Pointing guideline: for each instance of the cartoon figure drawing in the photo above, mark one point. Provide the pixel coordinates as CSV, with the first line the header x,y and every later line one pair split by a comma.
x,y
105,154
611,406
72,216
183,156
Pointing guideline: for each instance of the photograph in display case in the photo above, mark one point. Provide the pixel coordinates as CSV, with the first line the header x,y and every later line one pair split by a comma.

--

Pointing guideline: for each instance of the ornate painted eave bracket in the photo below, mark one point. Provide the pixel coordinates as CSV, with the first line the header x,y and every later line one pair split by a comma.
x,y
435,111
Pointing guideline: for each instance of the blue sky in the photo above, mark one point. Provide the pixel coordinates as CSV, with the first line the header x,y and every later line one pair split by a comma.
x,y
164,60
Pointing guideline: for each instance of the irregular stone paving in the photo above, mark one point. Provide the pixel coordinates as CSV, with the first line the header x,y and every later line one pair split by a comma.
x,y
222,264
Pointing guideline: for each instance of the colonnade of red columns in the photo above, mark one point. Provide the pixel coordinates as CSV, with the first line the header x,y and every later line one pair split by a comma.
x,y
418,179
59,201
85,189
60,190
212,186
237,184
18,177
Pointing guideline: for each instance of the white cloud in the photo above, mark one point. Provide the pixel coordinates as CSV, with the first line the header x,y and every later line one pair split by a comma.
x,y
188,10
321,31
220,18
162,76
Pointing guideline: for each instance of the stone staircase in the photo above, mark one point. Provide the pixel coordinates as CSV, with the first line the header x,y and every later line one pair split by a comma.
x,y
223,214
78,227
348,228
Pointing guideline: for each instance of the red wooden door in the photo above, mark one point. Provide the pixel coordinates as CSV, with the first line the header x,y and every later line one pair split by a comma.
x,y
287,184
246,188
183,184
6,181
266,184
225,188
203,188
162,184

▶ _Written request_: Pick out every line of the data above that contains the word "with", and copy each one in full.

▶ _Output below_:
Pointing guideline: for each instance of the cartoon figure drawing in the photo above, mark one point. Provide the pixel coordinates as CSV, with the first line the header x,y and every later line one pair split by a comma.
Pointing guideline: for each instance of the photograph in display case in the photo above, mark one point. Provide the pixel coordinates as CSV, with the first line the header x,y and every later line one pair split by a comma.
Pointing guideline: for each instance of the ornate painted eave bracket in the photo below, mark one point. Provide the pixel coordinates as CSV, with the first line the header x,y and every later line one pair split by a comma.
Pointing guideline: for each instance of the blue sky in the photo above, mark one point. Provide the pixel coordinates as CSV, with the first line the header x,y and every later line one pair split by a comma.
Pointing guideline: for each instance of the irregular stone paving in the photo above, mark one point. Provide the pixel coordinates as CSV, with the first line the header x,y and every later line one pair split by a comma.
Pointing guideline: for each instance of the colonnade of red columns in the photo above, mark one point. Provide the pixel coordinates as CSV, with the first line the header x,y and every later line one pair split by a comma.
Pointing guideline: for each instance of the white cloud in the photo above, mark one point. Provide the pixel coordinates as CSV, with the first line the header x,y and every later line one pair split by a comma.
Pointing guideline: for each instance of the stone staircase in the photo above, mark one point. Provide the pixel coordinates as CSV, with the first line the header x,y and every later line one pair split by a comma.
Pointing guideline: for each instance of the red wooden door in the photo above, mark one point. Provide the pixel coordinates as CSV, with the first line the header x,y and every later line one pair split by a comma.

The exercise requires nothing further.